# [SOURCE EXCERPT]
···
Clinton asked the crowd to vote, and then go out and "find the people who are still teetering and wavering, and tell them why they ought to be with us."
The timing of the Obama-Clinton appearance is a tactic the campaign intends to repeat in the coming days. An aide said a central goal is to maximize face time on local news broadcasts -- and to cover as much ground as possible before he votes Tuesday in Chicago.
By the end of the day Saturday, Obama will have campaigned in eight states in four days, moving from North Carolina to Florida, then north to Virginia and west to Missouri, Iowa and Indiana. On Saturday, he plans to start in Nevada and finish in Colorado.
"It's campaign from dawn to dusk," the aide said. "We're campaigning as though we're five points down, to the very end."
The decision to bombard the airwaves on Wednesday and Thursday was grounded in the belief that, by Friday, much of the media coverage will be focused on the horse race and producing stories heavily influenced by the candidates' last-minute travels and maneuvers.
By Monday, Obama strategist David Axelrod said, it will be too late because the vast majority of voters will have chosen a candidate.
···
# [DATA SEGMENT]
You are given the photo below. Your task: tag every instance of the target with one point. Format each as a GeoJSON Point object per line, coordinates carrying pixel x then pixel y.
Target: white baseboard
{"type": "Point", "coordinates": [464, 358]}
···
# [WHAT YOU HAVE TO DO]
Please continue the excerpt about Obama's final campaign push, starting after its last sentence.

# [RESPONSE TO THIS TASK]
"At this stage," Obama told host Jon Stewart on "The Daily Show," "everything that needs to be said has probably been heard by a lot of voters, and what you want to do is just remind them one more time, 'Here's what I'm going to do,' not oversell, and let people make up their own minds."
McCain and the Republican National Committee made their own case, with ads that called Obama unready for the White House. One called him "risky." Another airing frequently in North Carolina shows stormy seas and asks, "What if this storm does get worse?" Perhaps most striking was a McCain spot arguing that the Democrat is not ready for the White House "yet."
The ad also mocks Obama's Internet-savvy campaign by finishing with the words "Barack Obama: untested."
Obama's newest 30-second advertisements directly target Palin after weeks of letting others question her credentials. The campaign links McCain's comments about the economy with the Alaska governor, who until last year was the mayor of a town of 6,000.